◆ **Tasks and exercises**
a) According to the Kiliansteich passage, in what year was the Upper Kilian Pond built?
b) Reproduce word for word the section of the Kiliansteich passage starting with "The reservoir has" and going on through "and drought protection.".

◆ **Provided passage**
- - - - -
The Kiliansteich (literally "St. Kilian's Pond") is one of the oldest reservoirs in Germany. The reservoir is located near Straßberg (Harz) in the German state of Saxony-Anhalt and supplies drinking water. It impounds the Büschengraben stream. The lake is part of the heritage area (Flächendenkmal) of the Lower Harz Pond and Ditch System.

The reservoir has a rockfill dam with a watertight clay core that sits on a shale bedrock.

History 
Originally there were four small ponds in a row on the site of the present-day reservoir that had been built for the mining industry. Two of those were broken in 1901 and 1944 and all were in a poor condition. As a result, from 1989-1994 a new, higher dam was built at the site of the lowest dam; the two middle ponds were removed and the upper one, the Upper Kilian Pond (Oberer Kiliansteich), built in 1703, was upgraded into a pre-dam (Vorsperre).

Originally laid as a drinking water reservoir, the lake is used today for flood and drought protection.
- - - - -
A block of data:

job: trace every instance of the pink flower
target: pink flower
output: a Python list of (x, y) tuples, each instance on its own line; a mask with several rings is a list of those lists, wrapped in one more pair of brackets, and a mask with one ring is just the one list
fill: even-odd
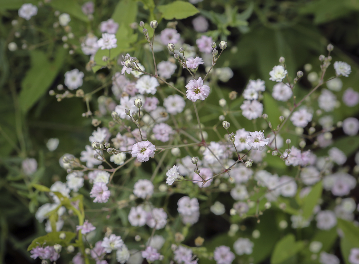
[(198, 80), (190, 80), (190, 82), (186, 86), (187, 88), (186, 94), (187, 98), (192, 102), (195, 102), (197, 99), (203, 101), (209, 94), (209, 86), (203, 84), (203, 81), (201, 77)]
[(197, 39), (196, 41), (196, 43), (201, 52), (211, 53), (213, 50), (213, 48), (211, 46), (211, 43), (213, 41), (211, 37), (202, 36), (199, 38)]
[(142, 258), (146, 259), (148, 261), (154, 261), (159, 259), (160, 254), (157, 252), (157, 249), (148, 246), (145, 250), (141, 251)]
[(140, 162), (144, 162), (148, 161), (149, 158), (153, 157), (155, 150), (154, 145), (148, 140), (143, 141), (134, 144), (131, 155), (136, 157)]
[(93, 200), (94, 203), (106, 203), (108, 201), (111, 194), (108, 187), (104, 183), (97, 182), (93, 185), (90, 192), (90, 197), (95, 197)]
[(269, 143), (269, 138), (265, 138), (263, 132), (255, 131), (250, 132), (250, 136), (247, 137), (246, 142), (252, 150), (263, 150), (266, 145)]
[(89, 233), (91, 231), (93, 231), (95, 229), (96, 227), (94, 226), (91, 223), (89, 223), (88, 220), (85, 220), (84, 224), (82, 226), (76, 226), (76, 231), (78, 231), (81, 230), (81, 234), (83, 235)]
[[(198, 56), (194, 58), (193, 57), (190, 57), (188, 58), (186, 61), (186, 65), (187, 67), (190, 69), (195, 69), (198, 65), (200, 64), (203, 64), (204, 63), (202, 58), (200, 58)], [(183, 68), (186, 67), (184, 67)]]
[(106, 32), (110, 34), (115, 34), (118, 29), (118, 23), (115, 22), (112, 18), (110, 18), (106, 21), (101, 22), (100, 28), (102, 33)]

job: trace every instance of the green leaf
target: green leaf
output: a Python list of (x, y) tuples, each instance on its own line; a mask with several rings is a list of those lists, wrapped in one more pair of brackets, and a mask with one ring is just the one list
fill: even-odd
[(88, 22), (87, 16), (82, 12), (77, 1), (74, 0), (51, 0), (50, 5), (56, 9), (67, 13), (70, 16), (85, 22)]
[(37, 184), (36, 183), (33, 183), (32, 185), (37, 190), (38, 190), (40, 192), (51, 192), (49, 188), (46, 186), (44, 186), (41, 184)]
[(46, 93), (57, 75), (65, 55), (65, 49), (60, 48), (54, 61), (50, 62), (42, 51), (35, 50), (31, 52), (31, 67), (23, 80), (19, 98), (23, 112), (27, 111)]
[(322, 182), (320, 182), (313, 187), (311, 192), (306, 197), (303, 207), (303, 218), (307, 219), (313, 214), (313, 209), (318, 203), (322, 191)]
[(168, 20), (174, 18), (182, 19), (191, 16), (199, 11), (192, 4), (177, 0), (170, 4), (157, 6), (162, 16)]
[(287, 235), (276, 244), (271, 258), (271, 264), (280, 264), (295, 255), (304, 246), (303, 241), (295, 242), (293, 235)]
[[(64, 233), (66, 235), (65, 239), (61, 239), (60, 237), (60, 234), (62, 233)], [(45, 242), (46, 246), (53, 246), (55, 244), (60, 244), (62, 246), (67, 246), (73, 239), (76, 236), (76, 233), (67, 231), (51, 232), (33, 240), (27, 248), (27, 251), (31, 250), (34, 248), (36, 248), (37, 246), (41, 246)]]

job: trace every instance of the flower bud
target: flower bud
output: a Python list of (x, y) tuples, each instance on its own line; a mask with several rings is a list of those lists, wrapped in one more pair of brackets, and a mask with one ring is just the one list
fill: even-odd
[(141, 100), (141, 99), (139, 98), (138, 98), (135, 100), (134, 104), (135, 106), (138, 108), (142, 106), (142, 101)]
[(219, 48), (221, 50), (224, 50), (227, 47), (227, 42), (224, 40), (219, 42)]
[(62, 248), (62, 246), (60, 244), (55, 244), (53, 245), (53, 249), (56, 253), (60, 253)]
[(191, 159), (191, 162), (192, 164), (197, 164), (198, 162), (198, 158), (197, 157), (194, 157)]
[(173, 43), (169, 43), (167, 45), (167, 48), (171, 52), (174, 51), (174, 44)]
[(230, 124), (228, 121), (224, 121), (222, 122), (222, 125), (223, 126), (223, 128), (225, 129), (228, 129), (229, 128)]
[(156, 28), (158, 25), (158, 23), (157, 20), (153, 20), (150, 22), (150, 26), (154, 29)]
[(92, 148), (95, 150), (99, 150), (101, 148), (101, 145), (98, 141), (94, 141), (91, 144)]

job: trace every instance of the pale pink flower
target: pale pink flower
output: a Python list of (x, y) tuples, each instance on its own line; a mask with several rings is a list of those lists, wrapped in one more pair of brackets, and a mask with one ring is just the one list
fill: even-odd
[(92, 189), (90, 192), (90, 197), (93, 198), (94, 203), (106, 203), (108, 201), (111, 192), (108, 190), (104, 183), (97, 182), (93, 185)]
[(209, 86), (203, 84), (201, 77), (199, 77), (197, 80), (190, 80), (186, 88), (187, 89), (187, 98), (192, 102), (195, 102), (197, 99), (203, 101), (209, 94)]

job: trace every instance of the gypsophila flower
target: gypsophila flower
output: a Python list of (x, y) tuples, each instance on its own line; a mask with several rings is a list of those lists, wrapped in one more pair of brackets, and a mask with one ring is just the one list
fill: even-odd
- - - - -
◆ **Task-by-task outputs**
a) 1703

b)
The reservoir has a rockfill dam with a watertight clay core that sits on a shale bedrock.

History 
Originally there were four small ponds in a row on the site of the present-day reservoir that had been built for the mining industry. Two of those were broken in 1901 and 1944 and all were in a poor condition. As a result, from 1989-1994 a new, higher dam was built at the site of the lowest dam; the two middle ponds were removed and the upper one, the Upper Kilian Pond (Oberer Kiliansteich), built in 1703, was upgraded into a pre-dam (Vorsperre).

Originally laid as a drinking water reservoir, the lake is used today for flood and drought protection.